Assignment |
Print out the records precisely, keeping each line identical to its source.
-.-.-
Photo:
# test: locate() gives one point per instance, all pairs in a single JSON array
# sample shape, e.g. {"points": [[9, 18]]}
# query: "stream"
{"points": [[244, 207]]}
-.-.-
Solution |
Photo:
# test: locate() gives one point per instance, all pairs in a single JSON array
# sample shape, e.g. {"points": [[9, 18]]}
# query: "stream"
{"points": [[244, 207]]}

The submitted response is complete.